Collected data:
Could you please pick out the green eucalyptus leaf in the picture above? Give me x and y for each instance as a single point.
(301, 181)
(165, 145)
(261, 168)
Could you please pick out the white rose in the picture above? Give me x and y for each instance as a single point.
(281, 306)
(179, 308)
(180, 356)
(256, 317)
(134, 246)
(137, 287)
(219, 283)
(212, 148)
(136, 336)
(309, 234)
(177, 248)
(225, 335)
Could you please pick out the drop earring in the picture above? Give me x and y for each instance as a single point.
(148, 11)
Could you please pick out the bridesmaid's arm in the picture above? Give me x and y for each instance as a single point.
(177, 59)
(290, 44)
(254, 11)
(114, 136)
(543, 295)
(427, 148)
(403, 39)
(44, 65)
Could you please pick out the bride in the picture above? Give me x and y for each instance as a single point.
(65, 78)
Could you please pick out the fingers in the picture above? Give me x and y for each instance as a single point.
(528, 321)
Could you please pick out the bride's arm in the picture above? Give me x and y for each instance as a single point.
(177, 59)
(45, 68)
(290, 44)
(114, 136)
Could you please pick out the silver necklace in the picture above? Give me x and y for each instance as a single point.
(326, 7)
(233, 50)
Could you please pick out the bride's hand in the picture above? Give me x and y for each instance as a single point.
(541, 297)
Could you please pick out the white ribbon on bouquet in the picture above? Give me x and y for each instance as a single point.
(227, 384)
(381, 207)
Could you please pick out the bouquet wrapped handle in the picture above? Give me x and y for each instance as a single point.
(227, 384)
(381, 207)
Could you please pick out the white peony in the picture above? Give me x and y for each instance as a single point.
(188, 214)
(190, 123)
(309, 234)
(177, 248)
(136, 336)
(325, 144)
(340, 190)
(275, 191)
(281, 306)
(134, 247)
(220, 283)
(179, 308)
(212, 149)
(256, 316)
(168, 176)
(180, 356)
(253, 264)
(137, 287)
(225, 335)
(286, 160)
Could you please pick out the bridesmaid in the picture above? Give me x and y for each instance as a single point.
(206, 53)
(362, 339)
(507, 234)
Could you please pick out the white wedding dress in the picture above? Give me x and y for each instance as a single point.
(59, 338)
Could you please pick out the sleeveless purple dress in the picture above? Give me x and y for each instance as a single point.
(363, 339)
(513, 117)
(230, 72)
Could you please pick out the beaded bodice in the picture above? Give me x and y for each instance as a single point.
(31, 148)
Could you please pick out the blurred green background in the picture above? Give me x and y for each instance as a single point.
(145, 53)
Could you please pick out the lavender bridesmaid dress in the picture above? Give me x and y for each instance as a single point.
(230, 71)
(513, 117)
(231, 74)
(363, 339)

→ EXERCISE DETAILS
Reproduce all the entries above, substituting "mark" for every occurrence of "pick out" and leaving everything else unchanged.

→ THE RESULT
Could you please mark the green eucalyptus leaf in the picture above? Give me x and y for each instance as a single point.
(301, 181)
(165, 145)
(261, 168)
Could you please mark the white rose in the picture above? Give me x and y for each instance as a single point.
(281, 306)
(179, 308)
(180, 356)
(256, 317)
(134, 246)
(137, 287)
(219, 283)
(212, 148)
(136, 336)
(309, 234)
(177, 248)
(225, 335)
Could you please mark the drop earring in the picture above? Give me x and y for each instance as a single point.
(148, 11)
Could you please mark the bridesmaid's arm in the picture above? Give me x and y for each instance as a single point.
(177, 59)
(290, 44)
(254, 11)
(114, 136)
(543, 295)
(427, 148)
(403, 39)
(44, 65)
Could you please mark the bride in the picture above? Give me x and y for each instance as a single point.
(65, 78)
Could you please mark the fingers in the picture above? Give me x and y for each instance as a single point.
(528, 321)
Could you please mark the bride's arm in the picture above? Give me x and y for each instance as a single point.
(177, 59)
(45, 68)
(290, 44)
(114, 136)
Could you please mark the silver necklace in the picture above? Give me x and y for each instance as a single point.
(326, 7)
(233, 50)
Could you please mark the bride's hand in the picture above? Give me x and y for each instance as a single point.
(541, 297)
Could you please mark the white ribbon on bouquet in the picture above? Give me x and y for each instance as a single point.
(227, 384)
(381, 207)
Could you please mark the bouquet wrapped handle in the picture above? Give me x and y for each instance as a single point.
(227, 384)
(381, 207)
Could you please mark the white peony in the picture above? Give me x and y for each instance as a single point.
(188, 214)
(190, 123)
(309, 234)
(177, 248)
(136, 336)
(325, 144)
(340, 190)
(275, 191)
(281, 306)
(134, 247)
(220, 283)
(179, 308)
(212, 149)
(256, 316)
(168, 176)
(180, 356)
(253, 264)
(137, 287)
(225, 335)
(286, 160)
Could you please mark the bridesmaid in the picture above? Give me x and y for each instance as a single point.
(206, 53)
(362, 339)
(507, 234)
Could you please mark the white wedding dress in the picture above? Give me x and y for each instance as a single point.
(59, 338)
Could you please mark the sleeveless purple dress in the picture above? Give me x and y for each instance as a single point.
(363, 339)
(513, 117)
(230, 72)
Could you please mark the beaded bodice in the picture above? Give me x and y for each instance as a single point.
(31, 148)
Could you please mark the blurred green background in the picture above? Give me x and y for each instance as a single point.
(145, 53)
Could you please mark the lavender bridesmaid dress in the picture above? Give me x and y for each instance as a single point.
(230, 71)
(513, 117)
(231, 74)
(363, 339)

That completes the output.